(Source data)
========
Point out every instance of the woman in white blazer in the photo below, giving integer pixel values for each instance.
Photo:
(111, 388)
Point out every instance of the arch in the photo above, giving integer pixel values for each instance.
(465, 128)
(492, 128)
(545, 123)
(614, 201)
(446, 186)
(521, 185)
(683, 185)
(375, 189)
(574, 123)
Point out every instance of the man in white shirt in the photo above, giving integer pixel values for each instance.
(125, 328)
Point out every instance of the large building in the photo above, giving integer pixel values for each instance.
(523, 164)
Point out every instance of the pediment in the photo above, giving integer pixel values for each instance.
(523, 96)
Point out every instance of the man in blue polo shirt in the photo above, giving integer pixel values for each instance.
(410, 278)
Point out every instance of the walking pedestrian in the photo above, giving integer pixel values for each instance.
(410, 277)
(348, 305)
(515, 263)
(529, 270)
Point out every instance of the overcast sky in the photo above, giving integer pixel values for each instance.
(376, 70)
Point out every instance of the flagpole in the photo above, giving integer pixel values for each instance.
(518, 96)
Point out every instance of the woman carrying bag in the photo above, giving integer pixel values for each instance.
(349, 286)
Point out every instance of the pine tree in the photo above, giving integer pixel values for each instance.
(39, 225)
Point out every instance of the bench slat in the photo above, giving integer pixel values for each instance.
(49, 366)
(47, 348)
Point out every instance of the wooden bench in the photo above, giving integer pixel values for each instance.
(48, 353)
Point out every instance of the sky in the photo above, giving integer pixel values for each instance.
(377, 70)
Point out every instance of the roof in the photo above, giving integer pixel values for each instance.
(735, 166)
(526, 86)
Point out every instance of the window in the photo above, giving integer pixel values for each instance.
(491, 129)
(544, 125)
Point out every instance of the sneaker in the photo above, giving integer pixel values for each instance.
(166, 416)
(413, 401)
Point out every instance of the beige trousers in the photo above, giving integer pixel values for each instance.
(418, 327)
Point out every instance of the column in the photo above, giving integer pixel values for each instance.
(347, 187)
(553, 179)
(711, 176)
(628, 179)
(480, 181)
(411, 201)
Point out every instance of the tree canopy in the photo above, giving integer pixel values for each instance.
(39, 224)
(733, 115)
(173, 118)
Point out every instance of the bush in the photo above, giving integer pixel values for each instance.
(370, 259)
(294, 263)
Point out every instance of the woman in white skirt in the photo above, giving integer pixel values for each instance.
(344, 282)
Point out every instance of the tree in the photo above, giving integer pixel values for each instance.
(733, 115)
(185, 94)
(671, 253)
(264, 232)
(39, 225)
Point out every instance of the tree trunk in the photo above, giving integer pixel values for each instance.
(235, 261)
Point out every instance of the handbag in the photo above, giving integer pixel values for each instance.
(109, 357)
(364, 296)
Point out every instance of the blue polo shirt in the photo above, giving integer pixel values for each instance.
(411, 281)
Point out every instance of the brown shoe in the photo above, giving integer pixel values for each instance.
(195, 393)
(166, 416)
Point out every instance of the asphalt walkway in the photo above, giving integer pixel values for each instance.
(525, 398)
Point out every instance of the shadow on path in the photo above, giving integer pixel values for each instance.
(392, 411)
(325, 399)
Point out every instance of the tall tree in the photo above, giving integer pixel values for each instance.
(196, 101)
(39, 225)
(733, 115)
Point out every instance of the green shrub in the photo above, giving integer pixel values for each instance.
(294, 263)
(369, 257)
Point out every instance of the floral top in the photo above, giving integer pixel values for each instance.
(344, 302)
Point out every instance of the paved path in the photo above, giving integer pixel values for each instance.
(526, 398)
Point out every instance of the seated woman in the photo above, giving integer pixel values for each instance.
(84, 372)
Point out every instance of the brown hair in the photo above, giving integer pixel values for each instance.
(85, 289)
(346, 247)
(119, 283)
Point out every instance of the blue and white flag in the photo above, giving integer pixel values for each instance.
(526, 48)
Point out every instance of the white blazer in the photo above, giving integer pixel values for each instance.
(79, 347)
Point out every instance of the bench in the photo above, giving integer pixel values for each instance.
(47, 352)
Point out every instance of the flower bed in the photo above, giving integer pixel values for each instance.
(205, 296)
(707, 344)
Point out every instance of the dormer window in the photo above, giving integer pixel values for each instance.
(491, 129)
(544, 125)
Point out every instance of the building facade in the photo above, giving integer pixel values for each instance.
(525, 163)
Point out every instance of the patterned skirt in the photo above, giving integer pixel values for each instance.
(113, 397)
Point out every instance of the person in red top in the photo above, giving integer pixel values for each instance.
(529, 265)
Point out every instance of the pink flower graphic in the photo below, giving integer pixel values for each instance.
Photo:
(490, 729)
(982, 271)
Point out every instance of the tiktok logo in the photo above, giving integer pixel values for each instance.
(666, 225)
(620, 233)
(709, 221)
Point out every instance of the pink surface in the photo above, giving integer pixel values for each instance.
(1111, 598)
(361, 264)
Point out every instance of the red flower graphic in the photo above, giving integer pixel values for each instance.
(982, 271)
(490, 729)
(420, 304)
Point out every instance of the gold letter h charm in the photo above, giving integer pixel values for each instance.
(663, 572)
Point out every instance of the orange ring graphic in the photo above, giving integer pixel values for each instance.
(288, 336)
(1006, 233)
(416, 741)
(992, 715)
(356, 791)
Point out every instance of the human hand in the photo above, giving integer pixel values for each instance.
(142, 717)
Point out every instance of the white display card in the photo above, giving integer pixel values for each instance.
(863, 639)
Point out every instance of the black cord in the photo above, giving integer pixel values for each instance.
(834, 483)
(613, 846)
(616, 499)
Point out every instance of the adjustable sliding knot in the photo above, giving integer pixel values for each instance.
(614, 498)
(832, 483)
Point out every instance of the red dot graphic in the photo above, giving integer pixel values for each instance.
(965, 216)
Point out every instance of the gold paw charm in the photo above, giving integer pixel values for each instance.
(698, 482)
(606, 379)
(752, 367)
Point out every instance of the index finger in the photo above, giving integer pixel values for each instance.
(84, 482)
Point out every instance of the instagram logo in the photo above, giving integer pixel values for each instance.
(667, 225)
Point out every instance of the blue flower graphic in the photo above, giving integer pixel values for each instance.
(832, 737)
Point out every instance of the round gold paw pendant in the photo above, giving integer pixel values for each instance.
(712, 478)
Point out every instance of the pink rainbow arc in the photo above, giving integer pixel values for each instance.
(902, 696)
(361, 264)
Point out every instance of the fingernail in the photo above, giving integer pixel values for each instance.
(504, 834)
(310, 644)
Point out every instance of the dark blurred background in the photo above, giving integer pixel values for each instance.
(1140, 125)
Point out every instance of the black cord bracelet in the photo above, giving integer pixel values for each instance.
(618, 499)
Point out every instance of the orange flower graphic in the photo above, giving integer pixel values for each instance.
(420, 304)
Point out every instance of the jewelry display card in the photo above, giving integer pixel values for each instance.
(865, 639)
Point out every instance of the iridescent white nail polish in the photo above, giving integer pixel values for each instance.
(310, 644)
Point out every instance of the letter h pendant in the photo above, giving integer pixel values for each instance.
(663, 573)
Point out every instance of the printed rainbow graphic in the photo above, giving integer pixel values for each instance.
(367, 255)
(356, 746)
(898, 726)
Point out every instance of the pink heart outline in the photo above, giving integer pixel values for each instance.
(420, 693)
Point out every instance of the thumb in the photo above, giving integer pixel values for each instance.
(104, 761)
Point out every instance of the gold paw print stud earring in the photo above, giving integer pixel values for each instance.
========
Exercise prompt:
Retype the entries exactly, including every line.

Written reply:
Point out every instance of the woman in white blazer in the photo below, giving integer pixel values for each instance.
Photo:
(111, 388)
Point out every instance of the arch in the photo above, giving integer pixel values for each instance.
(465, 128)
(492, 128)
(545, 123)
(614, 201)
(446, 186)
(521, 185)
(683, 185)
(375, 189)
(574, 123)
Point out every instance of the man in white shirt in the photo above, giving integer pixel values for each instance.
(125, 328)
Point out every instance of the large building in the photo above, giving integer pixel values for each instance.
(523, 164)
Point out every instance of the pediment in the photo above, giving integer pixel values for each instance.
(523, 96)
Point out every instance of the man in blue polo shirt in the photo above, giving integer pixel values for each instance.
(410, 278)
Point out every instance of the walking pedestrian in the photo above, giving integer pixel values for each instance.
(410, 277)
(348, 305)
(515, 263)
(529, 270)
Point out every instance of the overcast sky in the photo above, giving integer pixel values for each instance.
(376, 70)
Point out every instance of the flagpole in the photo above, giving integer pixel values for each instance.
(518, 96)
Point out every instance of the woman carrying bag in the photo above, giving integer pixel values for each instance.
(349, 286)
Point out every instance of the pine tree in the photo above, giving integer pixel values for each instance.
(39, 225)
Point out every instance of the bench slat in the photo above, giving integer pixel values for each instance.
(49, 366)
(47, 348)
Point out every instance of the wooden bench in the photo above, giving integer pixel values for each instance.
(48, 353)
Point out every instance of the sky in the photo above, giving integer pixel values for each instance.
(377, 70)
Point out every instance of the roof in the photo above, giving integer pixel values for each instance.
(735, 166)
(526, 86)
Point out every instance of the window in the photo above, giving integer pixel values for each instance.
(491, 129)
(544, 125)
Point out every instance of the sneaker in the photo above, giving integer pixel values for each instance.
(166, 416)
(413, 401)
Point out every instance of the beige trousers in the photo above, giving integer pixel values for each instance.
(418, 327)
Point out every instance of the column in the photo above, giving integer pixel values for each instance.
(347, 187)
(553, 179)
(711, 176)
(628, 179)
(480, 181)
(411, 201)
Point out every instance of the tree canopy in the photo above, giving integer pixel values for each instance.
(39, 224)
(733, 115)
(173, 118)
Point out every instance of the bush in the photo above, giving integer pixel values for each instance.
(370, 259)
(294, 263)
Point out every instance of the woman in white skirt in the photo above, giving integer pixel values for each instance.
(344, 282)
Point out every instance of the tree in the photo above, giving integer pixel values for each instance.
(733, 115)
(185, 94)
(671, 253)
(264, 232)
(39, 225)
Point out every instance of the tree trunk in the photo above, giving integer pixel values for each instance.
(235, 261)
Point out every instance of the handbag in the photo above, giving integer pixel values for each instance.
(109, 357)
(364, 296)
Point out every instance of the blue polo shirt in the photo above, giving integer pixel values for each instance.
(411, 281)
Point out every instance of the brown shoe in the photo above, giving integer pixel values for each instance.
(195, 393)
(166, 416)
Point out every instance of the asphalt walkway in the photo above, giving integer pixel values for each instance.
(525, 398)
Point out every instance of the shadow on path in the photo above, giving integer pixel values for each instance.
(392, 411)
(325, 399)
Point out every instance of the tall tree in the photo above, giving integer pixel values for each instance.
(196, 101)
(39, 225)
(733, 115)
Point out every instance of the green shrub in the photo above, giving integer pixel values for each instance.
(294, 263)
(369, 257)
Point out every instance of the floral top in the photo above, giving integer pixel values for each instance.
(344, 302)
Point out every instance of the paved path in the photo above, giving integer pixel values for each instance.
(526, 398)
Point out every instance of the seated woman in the photo above, giving integer pixel values for each instance.
(84, 372)
Point out every instance of the brown hair in the photo above, giving integer pixel values for each instance.
(85, 289)
(346, 247)
(119, 283)
Point out every instance of the blue and white flag in the photo above, giving integer pixel values for each instance.
(526, 48)
Point out every instance of the white blazer in the photo above, giving integer pixel values for each instance.
(79, 347)
Point out every instance of the bench in the photo above, giving integer pixel values for each instance.
(47, 352)
Point out every instance of the flower bed in the photo above, giving integer pixel values for each instance.
(205, 296)
(707, 344)
Point out every instance of the dormer window in the photo above, giving integer pixel values for each instance.
(491, 129)
(544, 125)
Point out every instance of the building facade in the photo above, giving integer pixel values for each instance.
(525, 163)
Point out every instance of the patterned skirt in the photo above, giving integer pixel values for each instance.
(113, 397)
Point out every instance of the person in red top in the photo above, giving integer pixel values for each instance.
(529, 265)
Point out every instance of the pink flower graphic in the photo below, giving integer pixel values for each instance.
Photo:
(490, 729)
(982, 271)
Point out every instance of the tiktok logo in the photo above, giving integer pixel values for each instance.
(666, 225)
(620, 233)
(709, 221)
Point out every instance of the pink surface in the photo above, giving integer pixel values for each instance.
(1111, 598)
(361, 264)
Point out every instance of the red flower graphic in the photo above, giving integer pixel values for each instance.
(982, 271)
(490, 729)
(420, 304)
Point out every instance of the gold letter h charm in the photo above, giving integer pixel values for each instance.
(663, 572)
Point out every instance of the orange ring graphic in the photo above, giving integer pixel values for each instance.
(288, 336)
(1006, 233)
(416, 741)
(992, 715)
(356, 791)
Point out every instance of the human hand in the photo above, giving integer pixel values for each instance.
(142, 717)
Point out every instance of the white display card in the photo above, giving integer pixel values for each instance.
(863, 639)
Point out every instance of the black cord in the photo above, giving integer pixel values for each instance.
(834, 483)
(613, 846)
(616, 499)
Point out every instance of the adjustable sliding knot in the photo above, giving integer pixel values for each instance.
(614, 498)
(832, 483)
Point out every instance of the red dot graphic in the photo above, giving integer pixel values for each instance.
(965, 216)
Point out every instance of the gold paw charm in the photo above, giving integer pixel values for each instance.
(698, 482)
(606, 379)
(752, 367)
Point out every instance of the index finger in the photo above, giving integer pixel values for each instance.
(84, 482)
Point out every instance of the instagram logo in the photo above, giving integer pixel values for each instance.
(667, 225)
Point out every instance of the blue flower graphic in the photo above, giving integer pixel values for each instance.
(832, 737)
Point out every instance of the round gold paw pendant in the photo above, giving integer pixel values for each instance.
(712, 478)
Point out every instance of the pink rainbow arc in the photo above, giving integer pixel values for each instance.
(902, 696)
(361, 264)
Point out every instance of the fingernail in the photo above, giving integer pixel values for each instance.
(504, 834)
(310, 644)
Point out every instance of the dark blurred background in the photo above, giving integer pixel values for each instance.
(1140, 125)
Point out every instance of the black cord bracelet in the photo above, giving integer pixel values for each instance.
(618, 499)
Point out every instance of the orange flower graphic in the photo above, giving integer pixel values for each instance.
(420, 304)
Point out every instance of the jewelry display card in the photo above, giving integer pixel values for each instance.
(865, 639)
Point out every instance of the iridescent white nail polish in the photo above, giving integer pixel values for each instance.
(310, 644)
Point out every instance of the letter h pendant in the photo above, giving integer pixel values for each instance.
(663, 573)
Point out every instance of the printed rainbow graphic in the photo above, giving integer pixel values for each instance.
(367, 255)
(356, 746)
(898, 726)
Point out every instance of the pink heart outline in the photo above, giving integer pixel values for each instance.
(420, 693)
Point out every instance of the thumb in the photo above, giving integer pixel values for each instance.
(104, 761)
Point out every instance of the gold paw print stud earring in the photo above, giving integer pixel values for each instance.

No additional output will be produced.